### Exercise objective
Copy out all of the data below, swapping each "Target" for "Object" and leaving everything else untouched.

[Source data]
══════

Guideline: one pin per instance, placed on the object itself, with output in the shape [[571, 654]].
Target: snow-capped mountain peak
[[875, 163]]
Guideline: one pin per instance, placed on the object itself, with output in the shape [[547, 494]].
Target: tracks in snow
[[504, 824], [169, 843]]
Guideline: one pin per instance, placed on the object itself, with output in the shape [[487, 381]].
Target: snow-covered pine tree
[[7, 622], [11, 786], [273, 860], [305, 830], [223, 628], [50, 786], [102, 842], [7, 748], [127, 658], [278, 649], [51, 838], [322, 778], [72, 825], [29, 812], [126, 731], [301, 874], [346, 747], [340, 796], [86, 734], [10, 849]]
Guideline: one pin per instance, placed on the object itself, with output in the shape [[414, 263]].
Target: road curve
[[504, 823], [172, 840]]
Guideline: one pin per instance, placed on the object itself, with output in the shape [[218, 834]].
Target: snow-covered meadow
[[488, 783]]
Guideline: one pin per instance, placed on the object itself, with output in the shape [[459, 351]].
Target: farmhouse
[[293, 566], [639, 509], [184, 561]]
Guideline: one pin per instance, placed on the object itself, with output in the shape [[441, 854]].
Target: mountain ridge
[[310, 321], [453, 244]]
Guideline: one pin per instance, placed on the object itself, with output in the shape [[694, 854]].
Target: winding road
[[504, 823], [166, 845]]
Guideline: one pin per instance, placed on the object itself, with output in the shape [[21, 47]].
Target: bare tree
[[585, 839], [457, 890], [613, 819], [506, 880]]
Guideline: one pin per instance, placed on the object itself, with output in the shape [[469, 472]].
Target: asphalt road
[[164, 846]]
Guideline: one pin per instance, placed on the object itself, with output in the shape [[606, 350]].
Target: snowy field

══════

### Answer to the task
Guideline: one pin per instance, placed on the object itself, with output in the shape [[571, 654]].
Object: snow-capped mountain peak
[[875, 163]]
Guideline: one pin per instance, placed on the object itself, with output in the shape [[547, 494]].
Object: tracks in snow
[[504, 824], [169, 843]]
Guideline: one pin per instance, placed on the object itself, with output in the shape [[487, 381]].
Object: snow-covered pine tree
[[7, 622], [11, 786], [273, 860], [305, 830], [223, 628], [50, 786], [102, 842], [7, 748], [127, 658], [278, 649], [51, 838], [322, 778], [72, 825], [29, 812], [126, 731], [301, 874], [346, 747], [340, 796], [86, 734], [10, 849]]
Guideline: one pin per instance, placed on the object itself, with output in the shape [[414, 263]].
Object: road curve
[[504, 823], [172, 840]]
Guideline: one pin per instance, placed on the object itself, with output in the shape [[218, 834]].
Object: snow-covered meadow
[[488, 783]]
Guideline: one pin per instance, placed on the object itself, with output in the shape [[459, 351]].
Object: farmhouse
[[293, 566], [639, 509], [184, 561]]
Guideline: one pin per instance, placed on the object itself, with output in the shape [[441, 854]].
Object: mountain ridge
[[310, 321], [453, 244]]
Guideline: one pin per instance, placed on the object itself, with output in the shape [[694, 854]].
Object: winding road
[[504, 823], [166, 845]]
Guideline: one pin per instance, placed on the object itself, with output in the shape [[21, 47]].
Object: bare tree
[[585, 839], [457, 890], [613, 819], [506, 880]]
Guideline: one pin per instance, placed on the object itself, with output in the shape [[469, 472]].
Object: asphalt road
[[164, 846]]
Guideline: one pin per instance, placed on the object itself, with output in the shape [[606, 350]].
Object: snowy field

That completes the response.